__Written instruction__
Identify every line in the material below that contains the string "slab", and copy each of those lines in full. Treat the match as case-sensitive.

__Supplied material__
********

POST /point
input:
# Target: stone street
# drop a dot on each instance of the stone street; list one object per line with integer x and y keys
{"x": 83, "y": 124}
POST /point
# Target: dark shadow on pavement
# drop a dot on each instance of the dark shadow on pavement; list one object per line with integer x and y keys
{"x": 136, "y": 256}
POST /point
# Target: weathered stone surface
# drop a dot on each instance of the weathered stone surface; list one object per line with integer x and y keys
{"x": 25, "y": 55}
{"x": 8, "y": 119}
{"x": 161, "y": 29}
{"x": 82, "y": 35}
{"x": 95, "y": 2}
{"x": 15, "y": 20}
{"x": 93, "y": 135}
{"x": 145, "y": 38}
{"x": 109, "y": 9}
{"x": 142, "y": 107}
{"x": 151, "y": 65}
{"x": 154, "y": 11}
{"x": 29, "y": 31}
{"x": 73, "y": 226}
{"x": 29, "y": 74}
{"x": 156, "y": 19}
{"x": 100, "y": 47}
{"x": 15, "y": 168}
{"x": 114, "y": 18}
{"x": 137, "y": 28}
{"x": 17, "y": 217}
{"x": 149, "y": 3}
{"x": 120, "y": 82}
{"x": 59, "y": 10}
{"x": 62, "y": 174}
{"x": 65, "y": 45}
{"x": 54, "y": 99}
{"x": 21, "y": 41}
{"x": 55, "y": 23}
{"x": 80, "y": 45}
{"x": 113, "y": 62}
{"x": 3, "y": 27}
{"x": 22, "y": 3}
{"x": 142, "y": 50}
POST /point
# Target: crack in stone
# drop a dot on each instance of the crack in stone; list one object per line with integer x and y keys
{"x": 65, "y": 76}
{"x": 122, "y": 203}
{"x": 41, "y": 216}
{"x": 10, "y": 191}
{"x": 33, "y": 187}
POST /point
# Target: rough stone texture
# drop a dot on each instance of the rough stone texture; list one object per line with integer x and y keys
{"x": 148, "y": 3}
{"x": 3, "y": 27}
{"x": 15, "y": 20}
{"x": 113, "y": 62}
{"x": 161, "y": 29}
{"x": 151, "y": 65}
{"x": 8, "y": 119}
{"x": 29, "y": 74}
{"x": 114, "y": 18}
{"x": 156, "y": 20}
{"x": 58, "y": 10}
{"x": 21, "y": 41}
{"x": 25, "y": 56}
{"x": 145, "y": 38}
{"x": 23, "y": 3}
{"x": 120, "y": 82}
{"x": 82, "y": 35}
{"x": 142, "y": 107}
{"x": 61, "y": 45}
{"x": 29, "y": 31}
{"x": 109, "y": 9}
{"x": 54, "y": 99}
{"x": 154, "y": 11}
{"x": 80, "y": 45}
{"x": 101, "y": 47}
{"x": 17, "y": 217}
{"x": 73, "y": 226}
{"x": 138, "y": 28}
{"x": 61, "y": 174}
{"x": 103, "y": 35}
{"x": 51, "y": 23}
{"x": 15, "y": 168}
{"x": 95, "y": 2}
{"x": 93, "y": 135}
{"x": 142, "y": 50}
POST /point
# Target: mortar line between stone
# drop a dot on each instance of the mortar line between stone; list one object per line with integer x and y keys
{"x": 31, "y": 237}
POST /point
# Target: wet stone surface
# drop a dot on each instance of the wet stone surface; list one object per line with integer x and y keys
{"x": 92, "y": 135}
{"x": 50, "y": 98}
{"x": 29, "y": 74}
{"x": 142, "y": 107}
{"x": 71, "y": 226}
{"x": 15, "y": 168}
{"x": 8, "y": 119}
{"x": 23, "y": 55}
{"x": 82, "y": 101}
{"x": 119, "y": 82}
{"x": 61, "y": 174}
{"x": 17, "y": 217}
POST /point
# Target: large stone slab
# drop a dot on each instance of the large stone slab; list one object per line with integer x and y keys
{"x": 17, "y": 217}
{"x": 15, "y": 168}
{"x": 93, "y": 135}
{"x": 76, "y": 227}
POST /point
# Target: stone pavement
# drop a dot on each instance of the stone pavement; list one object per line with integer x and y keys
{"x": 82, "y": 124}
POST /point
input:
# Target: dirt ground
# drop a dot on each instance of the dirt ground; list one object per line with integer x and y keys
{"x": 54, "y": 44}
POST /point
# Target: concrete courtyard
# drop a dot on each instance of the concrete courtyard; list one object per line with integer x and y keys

********

__Result of the exercise__
# Target: large stone slab
# drop a dot on each instance of the large stone slab; list one object per line with integer x and y keys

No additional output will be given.